>> begin Provided records

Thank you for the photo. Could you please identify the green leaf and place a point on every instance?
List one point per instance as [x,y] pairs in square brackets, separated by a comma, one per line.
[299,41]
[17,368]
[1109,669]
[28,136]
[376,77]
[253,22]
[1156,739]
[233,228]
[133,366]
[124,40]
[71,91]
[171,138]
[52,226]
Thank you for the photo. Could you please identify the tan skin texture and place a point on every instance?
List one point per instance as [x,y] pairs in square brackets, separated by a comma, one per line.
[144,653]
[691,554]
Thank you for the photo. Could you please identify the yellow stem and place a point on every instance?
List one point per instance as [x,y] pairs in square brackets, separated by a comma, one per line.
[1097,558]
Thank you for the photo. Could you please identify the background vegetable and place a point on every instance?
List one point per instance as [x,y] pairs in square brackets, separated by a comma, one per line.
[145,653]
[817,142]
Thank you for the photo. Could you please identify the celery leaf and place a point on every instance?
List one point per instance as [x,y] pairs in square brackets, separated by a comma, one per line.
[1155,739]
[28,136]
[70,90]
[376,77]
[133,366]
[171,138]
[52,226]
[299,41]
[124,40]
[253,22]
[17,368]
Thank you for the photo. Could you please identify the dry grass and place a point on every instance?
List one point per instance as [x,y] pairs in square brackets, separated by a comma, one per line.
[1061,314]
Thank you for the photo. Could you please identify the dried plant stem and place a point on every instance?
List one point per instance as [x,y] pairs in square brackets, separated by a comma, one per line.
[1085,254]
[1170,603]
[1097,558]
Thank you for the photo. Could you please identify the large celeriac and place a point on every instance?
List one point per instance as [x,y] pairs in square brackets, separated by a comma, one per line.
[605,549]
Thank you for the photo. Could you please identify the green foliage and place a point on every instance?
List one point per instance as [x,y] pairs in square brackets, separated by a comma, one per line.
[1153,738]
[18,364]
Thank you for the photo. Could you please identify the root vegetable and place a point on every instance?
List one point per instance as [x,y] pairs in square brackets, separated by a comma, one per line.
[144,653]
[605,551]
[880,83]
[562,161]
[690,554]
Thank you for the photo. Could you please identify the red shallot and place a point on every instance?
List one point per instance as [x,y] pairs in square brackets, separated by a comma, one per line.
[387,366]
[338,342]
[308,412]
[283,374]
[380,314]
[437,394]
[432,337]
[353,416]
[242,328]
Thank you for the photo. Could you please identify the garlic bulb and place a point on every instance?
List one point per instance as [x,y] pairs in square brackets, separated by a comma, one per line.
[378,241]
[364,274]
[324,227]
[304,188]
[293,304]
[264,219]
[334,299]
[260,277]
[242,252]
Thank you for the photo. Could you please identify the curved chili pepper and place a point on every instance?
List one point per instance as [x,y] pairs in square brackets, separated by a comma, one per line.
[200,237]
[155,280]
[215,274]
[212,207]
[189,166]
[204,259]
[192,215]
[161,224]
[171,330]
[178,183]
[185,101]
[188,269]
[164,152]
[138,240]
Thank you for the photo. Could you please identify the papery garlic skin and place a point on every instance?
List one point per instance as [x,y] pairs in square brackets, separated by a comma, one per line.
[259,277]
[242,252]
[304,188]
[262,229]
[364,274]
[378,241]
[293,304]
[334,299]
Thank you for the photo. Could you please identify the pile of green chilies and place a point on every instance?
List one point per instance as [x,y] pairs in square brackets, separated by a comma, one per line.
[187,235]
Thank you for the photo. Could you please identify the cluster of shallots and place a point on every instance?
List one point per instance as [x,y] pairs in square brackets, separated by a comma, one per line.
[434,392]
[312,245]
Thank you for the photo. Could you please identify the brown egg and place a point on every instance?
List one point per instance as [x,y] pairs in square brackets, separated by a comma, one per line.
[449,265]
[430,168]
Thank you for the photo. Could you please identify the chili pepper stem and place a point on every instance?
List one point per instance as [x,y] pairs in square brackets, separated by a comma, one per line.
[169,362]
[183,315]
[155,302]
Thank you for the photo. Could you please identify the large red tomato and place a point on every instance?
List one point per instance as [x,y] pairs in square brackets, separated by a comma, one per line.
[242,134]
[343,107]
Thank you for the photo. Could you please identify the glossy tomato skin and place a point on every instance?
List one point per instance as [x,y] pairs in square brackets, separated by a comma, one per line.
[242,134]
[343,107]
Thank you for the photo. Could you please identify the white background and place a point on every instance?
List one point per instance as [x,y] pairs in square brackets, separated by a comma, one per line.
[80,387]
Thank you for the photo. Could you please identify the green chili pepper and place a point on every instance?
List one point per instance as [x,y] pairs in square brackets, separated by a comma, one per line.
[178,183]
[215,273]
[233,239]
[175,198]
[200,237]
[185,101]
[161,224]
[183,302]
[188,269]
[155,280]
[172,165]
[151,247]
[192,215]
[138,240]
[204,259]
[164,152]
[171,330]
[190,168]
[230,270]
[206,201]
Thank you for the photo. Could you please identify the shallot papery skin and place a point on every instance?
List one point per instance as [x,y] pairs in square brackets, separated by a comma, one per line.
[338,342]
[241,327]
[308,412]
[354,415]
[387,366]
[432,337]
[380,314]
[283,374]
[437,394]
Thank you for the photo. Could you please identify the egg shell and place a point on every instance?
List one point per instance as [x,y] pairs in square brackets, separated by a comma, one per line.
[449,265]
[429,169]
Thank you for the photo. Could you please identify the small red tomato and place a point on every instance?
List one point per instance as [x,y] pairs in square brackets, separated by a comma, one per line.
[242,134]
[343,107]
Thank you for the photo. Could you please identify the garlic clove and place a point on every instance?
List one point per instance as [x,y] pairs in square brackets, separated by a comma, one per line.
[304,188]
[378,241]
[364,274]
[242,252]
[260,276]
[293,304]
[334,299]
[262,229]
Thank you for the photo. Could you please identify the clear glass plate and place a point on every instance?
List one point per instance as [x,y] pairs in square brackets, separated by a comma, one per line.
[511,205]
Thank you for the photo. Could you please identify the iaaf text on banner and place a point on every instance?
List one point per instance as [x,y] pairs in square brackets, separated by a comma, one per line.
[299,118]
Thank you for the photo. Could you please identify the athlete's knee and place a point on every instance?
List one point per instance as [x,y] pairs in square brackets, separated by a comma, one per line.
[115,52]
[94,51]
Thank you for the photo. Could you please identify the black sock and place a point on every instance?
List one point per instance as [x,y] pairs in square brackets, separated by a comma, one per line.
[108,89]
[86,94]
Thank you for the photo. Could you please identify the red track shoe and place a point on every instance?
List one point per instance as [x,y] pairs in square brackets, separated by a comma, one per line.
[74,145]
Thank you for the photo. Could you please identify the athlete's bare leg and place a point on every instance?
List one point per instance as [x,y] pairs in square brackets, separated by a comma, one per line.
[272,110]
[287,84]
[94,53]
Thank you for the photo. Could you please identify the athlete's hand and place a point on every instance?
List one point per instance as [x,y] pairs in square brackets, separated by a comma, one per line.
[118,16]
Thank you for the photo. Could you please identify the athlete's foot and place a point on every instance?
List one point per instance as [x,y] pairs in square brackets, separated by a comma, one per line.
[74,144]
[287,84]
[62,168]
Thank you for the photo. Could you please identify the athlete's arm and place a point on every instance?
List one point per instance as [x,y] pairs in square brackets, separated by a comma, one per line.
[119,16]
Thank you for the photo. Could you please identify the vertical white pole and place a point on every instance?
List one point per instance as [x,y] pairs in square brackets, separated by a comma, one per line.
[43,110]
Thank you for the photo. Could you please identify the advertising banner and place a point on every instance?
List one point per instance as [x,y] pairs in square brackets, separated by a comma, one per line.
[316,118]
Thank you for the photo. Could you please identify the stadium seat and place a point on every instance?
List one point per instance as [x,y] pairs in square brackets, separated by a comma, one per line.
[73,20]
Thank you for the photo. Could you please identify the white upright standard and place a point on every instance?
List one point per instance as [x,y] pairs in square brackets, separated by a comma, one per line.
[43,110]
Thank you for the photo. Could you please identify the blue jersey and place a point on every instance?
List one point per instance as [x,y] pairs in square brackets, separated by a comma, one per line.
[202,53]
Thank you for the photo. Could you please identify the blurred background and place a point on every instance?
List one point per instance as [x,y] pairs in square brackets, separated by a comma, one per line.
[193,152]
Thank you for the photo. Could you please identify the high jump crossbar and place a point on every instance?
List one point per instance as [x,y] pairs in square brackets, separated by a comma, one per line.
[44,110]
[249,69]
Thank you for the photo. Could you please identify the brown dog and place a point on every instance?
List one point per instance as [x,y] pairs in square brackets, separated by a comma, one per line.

>> end Provided records

What you will do:
Retype exactly, please, each line from the line that contains "Thank you for the photo. Could you please identify the blue" through the last line of the entries above, with nothing added.

Output of the exercise:
Thank you for the photo. Could you please identify the blue jersey and place a point on every instance?
List one point per instance as [x,y] pairs in square brackets, separated by a comma, one per line.
[202,53]
Thank you for the photo. Could you please identify the blurred background and place a point on every instance?
List one point per instance as [x,y] pairs in square brackets, separated by a comma, one per line.
[193,152]
Thank you for the photo. Could you please identify the high jump crossbar and place a point on every instance?
List one point per instance as [x,y] pairs in square brackets, separated by a comma, one per line.
[44,110]
[249,69]
Thank you for the photo. Could you please identify the brown dog and place a point on every instance?
List one point per instance as [x,y] pairs in square brackets, separated by a comma, one per line.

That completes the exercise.